_Goal 1_: Reproduce every one of the records verbatim, line for line.

_Text provided_:
++++++

All pretrained checkpoints are automatically downloaded from HuggingFace on first use.

---

## Models

TerraCodec includes **image codecs** and **temporal codecs** for EO data.

### Image Codecs

| Model | Description |
|---|---|
| **TEC-FP** | Factorized-prior model. Smallest, strong baseline. |
| **TEC-ELIC** | Enhanced entropy model with spatial + channel context. Better rate–distortion, slightly larger. |

<details>
<summary><b>TEC Image Architecture</b></summary>

[![TEC-ELIC Architecture](assets/TEC_image_architecture.png)](https://raw.githubusercontent.com/IBM/TerraCodec/main/assets/TEC_image_architecture.png)

</details>

### Temporal Codecs

| Model | Description                                                                                                                 |
|---|-----------------------------------------------------------------------------------------------------------------------------|
| **TEC-TT** | Temporal Transformer for multispectral time series data. Predicts latent distributions from previous frames.                |
| **FlexTEC** | Flexible-rate extension of TEC-TT. One checkpoint covers many compression levels via latent repacking and token prediction. |

<details>
<summary><b>TEC-TT Architecture</b></summary>

[![TEC-TT Architecture](assets/TEC_TT_architecture.png)](https://raw.githubusercontent.com/IBM/TerraCodec/main/assets/TEC_TT_architecture.png)

</details>

<details>
<summary><b>FlexTEC Examples</b></summary>

*One model, multiple quality levels: by varying the token budget at inference, FlexTEC provides different compression/quality trade-offs. Early tokens encode global structure; additional tokens progressively refine details.*

[![FlexTEC Examples](assets/TEC_Flex_examples.jpg)](https://raw.githubusercontent.com/IBM/TerraCodec/main/assets/TEC_Flex_examples.jpg)

++++++

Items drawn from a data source
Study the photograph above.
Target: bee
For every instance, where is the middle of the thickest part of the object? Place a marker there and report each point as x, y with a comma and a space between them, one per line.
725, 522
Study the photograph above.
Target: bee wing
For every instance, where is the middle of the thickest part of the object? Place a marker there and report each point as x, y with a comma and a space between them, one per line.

++++++

_Goal 2_: Continue the TerraCodec model documentation from the point at which it ends.

_Task response 1_:
Study the photograph above.
Target: bee
For every instance, where is the middle of the thickest part of the object? Place a marker there and report each point as x, y with a comma and a space between them, one per line.
725, 522
Study the photograph above.
Target: bee wing
For every instance, where is the middle of the thickest part of the object? Place a marker there and report each point as x, y with a comma and a space between them, one per line.

_Task response 2_:
</details>

---

## Pretrained Checkpoints

### Image Compression

| Checkpoint | Architecture | Training Data | λ values |
|---|---|---|---|
| `terracodec_v1_fp_s2l2a` | TEC-FP | Sentinel-2 L2A | 0.5, 2, 10, 40, 200 |
| `terracodec_v1_elic_s2l2a` | TEC-ELIC | Sentinel-2 L2A | 0.5, 2, 10, 40, 200 |

Low λ → higher compression. High λ → higher quality.

### Temporal Compression

| Checkpoint | Architecture | Training Data | λ values                     |
|---|---|---|------------------------------|
| `terracodec_v1_tt_s2l2a` | TEC-TT | Sentinel-2 L2A (seasonal) | 0.4, 1, 5, 20, 100, 200, 700 |
| `terracodec_v1_tt_s2l1c` | TEC-TT | Sentinel-2 L1C | 5, 20, 100                   |

The L1C model was used for the declouding experiments in the paper.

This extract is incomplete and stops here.